◆ **PROMPT**: Please reproduce the items below word for word, beginning at the line that contains "Do you see the gold" and stopping after the line that contains "[343,158,400,498]". Give nothing outside that span.

◆ **RECORDED INFORMATION**:
####################
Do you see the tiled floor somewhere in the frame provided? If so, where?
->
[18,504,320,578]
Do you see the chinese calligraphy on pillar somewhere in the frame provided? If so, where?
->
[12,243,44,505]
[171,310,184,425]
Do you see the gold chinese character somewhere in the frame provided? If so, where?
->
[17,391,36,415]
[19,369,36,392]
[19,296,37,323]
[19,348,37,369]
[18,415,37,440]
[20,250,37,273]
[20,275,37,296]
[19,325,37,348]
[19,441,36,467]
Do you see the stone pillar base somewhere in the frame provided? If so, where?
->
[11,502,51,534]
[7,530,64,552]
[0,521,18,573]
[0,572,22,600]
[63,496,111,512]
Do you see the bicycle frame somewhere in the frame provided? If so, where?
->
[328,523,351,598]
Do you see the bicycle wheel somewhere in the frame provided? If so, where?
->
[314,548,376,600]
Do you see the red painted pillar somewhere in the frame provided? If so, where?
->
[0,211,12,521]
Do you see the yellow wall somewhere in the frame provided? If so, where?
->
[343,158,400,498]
####################
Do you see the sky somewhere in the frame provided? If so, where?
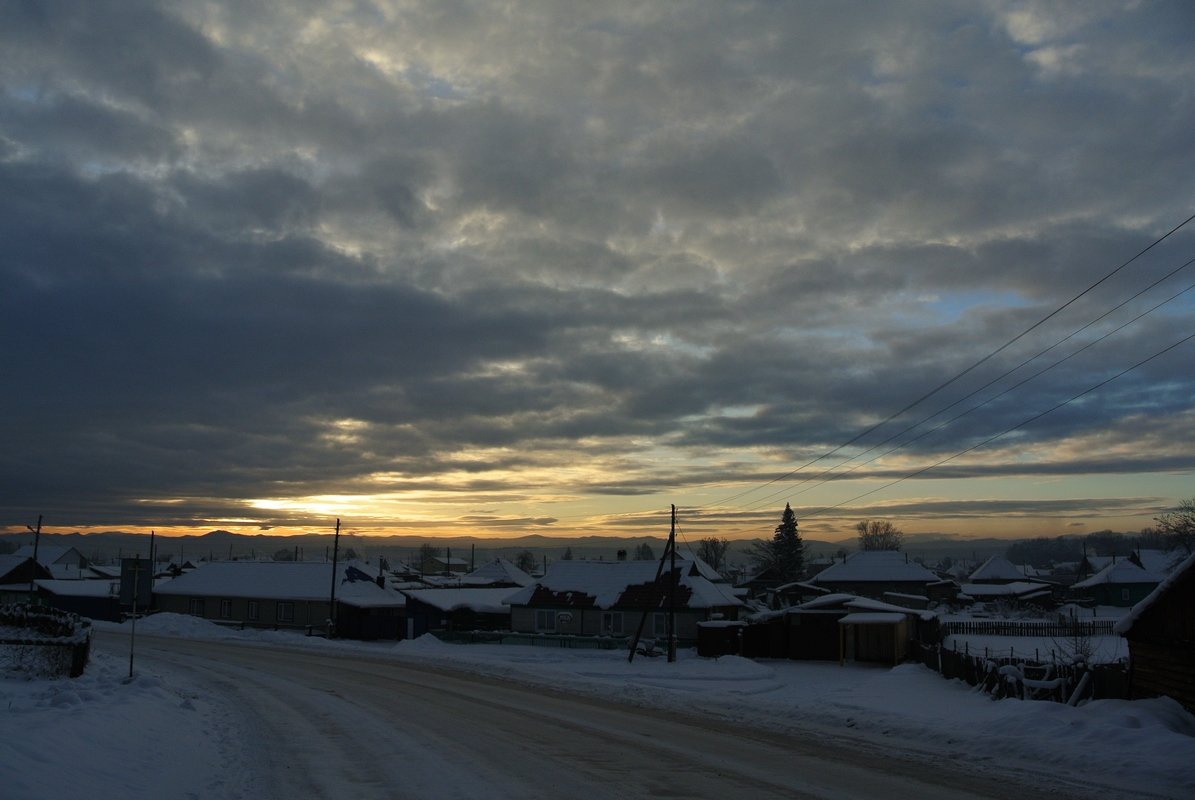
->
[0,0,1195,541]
####################
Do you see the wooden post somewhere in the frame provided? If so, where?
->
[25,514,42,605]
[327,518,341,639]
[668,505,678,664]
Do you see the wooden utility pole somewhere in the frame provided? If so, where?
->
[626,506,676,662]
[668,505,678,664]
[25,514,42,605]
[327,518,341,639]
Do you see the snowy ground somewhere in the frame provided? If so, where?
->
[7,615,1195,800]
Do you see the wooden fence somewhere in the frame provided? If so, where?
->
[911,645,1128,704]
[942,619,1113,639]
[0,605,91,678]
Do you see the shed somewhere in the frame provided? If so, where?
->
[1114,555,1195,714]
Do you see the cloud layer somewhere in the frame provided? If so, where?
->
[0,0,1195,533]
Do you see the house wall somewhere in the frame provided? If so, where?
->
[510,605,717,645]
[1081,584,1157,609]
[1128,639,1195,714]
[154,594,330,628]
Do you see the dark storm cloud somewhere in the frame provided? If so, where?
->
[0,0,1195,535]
####################
◆ **EXERCISE OUTPUT**:
Do you see the gold chinese character somewhere in the frame provided? If so, where?
->
[17,391,36,415]
[19,369,36,392]
[19,296,37,323]
[19,348,37,369]
[18,415,37,440]
[20,250,37,273]
[20,275,37,296]
[19,325,37,348]
[19,441,36,467]
Do you see the stone pillar base somewhere in the frame provided? If so, where?
->
[11,502,51,534]
[7,530,64,552]
[0,521,18,573]
[0,572,22,600]
[63,496,111,512]
Do you see the bicycle frame somewhere in the frame provided? If so, where?
->
[328,523,351,598]
Do you see the bicycle wheel somewhere in the frame provided? If so, where?
->
[314,548,376,600]
Do you see the red painted pillar somewhere in the frame provided? If so, where?
->
[0,211,12,521]
Do you see the yellow wall somewhere in the frame provided? If so, where?
->
[343,158,400,498]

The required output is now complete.